[Stated problem]
Copy the passage from the notes on combining R and Python below, starting at "Or, all at once" and ending at "with pip list.".

[Text block]

—————

3 Notes of R and Python

3.1 Connecting R and Python for Social Network Science Projects

The following script is my notes for Social Network Science Projects to combine R and Python. Also, in my particular case, I am using a Mac OS/Linux operation system. In Windows, please launch the “Anaconda prompt”.

In the following, I will only present Mac OS/Linux operation system.

3.2 Conda environment

To begin, I will first create an environment that would contain all the python modules of the entire Social Network Science Project using conda. After installing conda in my computer, I open my terminal and add the following line of codes: conda create --name sns python=3.8 anaconda that would create a new environment called sns (Social Network Science) and would also install python version 3.8.

3.3 Installing Social Network Science modules from Python

If you are willing to activate the environment from the terminal, then you would have to use conda activate sns. Notice that I give the name sns that could be modified for whatever you prefer. We can install some modules from python activating the environment from the terminal (i.e. conda activate sns), and then running the following codes

  • python -m pip install numpy
  • python -m pip install panda
  • python -m pip install igraph
  • python -m pip install matplotlib
  • python -m pip install leidenalg
  • python -m pip install networkx
  • python -m pip install pyintergraph

Or, all at once - python -m pip install numpy panda igraph matplotlib leidenalg networkx pyintergraph

Check the modules installed in your environment with pip list.

In my personal computer, I had some issues with the visualizations of igraph. Hence, I install some extra modules:

  • python -m pip install cairocffi
  • python -m pip install pycairo

Also, I install cairo using the following code suggested in the webpage of pycairo, that use Homebrew:

  • brew install cairo pkg-config

I will also install graph-tool using brew (other options in the webpage):

  • brew install graph-tool

After installing some modules, you should now deactivate the session, and you would have to put the following line of code: conda deactivate in your terminal. If you are willing to check your environments, just press: conda info --envs in your terminal. If for some reason you prefer to remove your entire environment, you would have to use the following code: conda remove --name sns --all

Is often common for python users to use the Jupyter Notebook, that might be a better option if you are just going to use python. In which case, after activating your conda environment, you could set your working directory through cd [DIRECTORY] in the terminal. Then launch the Jupyter notebook by jupyter notebook.

3.4 Connecting R and Python

We can run Python codes directly from R using RMarkdown. I prefer connecting the best of both worlds. Mostly, because in my personal workflow I tend to use statistical models for social networks analysis. Some of these other statistical models that use social networks are:

  1. Different models available in Statnet (e.g. exponential random graph models, epidemiological models, relational event models, or the latent position and cluster models for statistical networks)

  2. Stochastic actor-oriented model

  3. Dynamic Network Actor-Oriented Model

Now that I have an environment called sns, I could now start using R and Python together. We would need to install the reticulate package.

—————

[Information supplied]
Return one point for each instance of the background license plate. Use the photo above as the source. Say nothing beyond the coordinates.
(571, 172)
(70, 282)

—————

[Solution for this problem]
Or, all at once - python -m pip install numpy panda igraph matplotlib leidenalg networkx pyintergraph

Check the modules installed in your environment with pip list.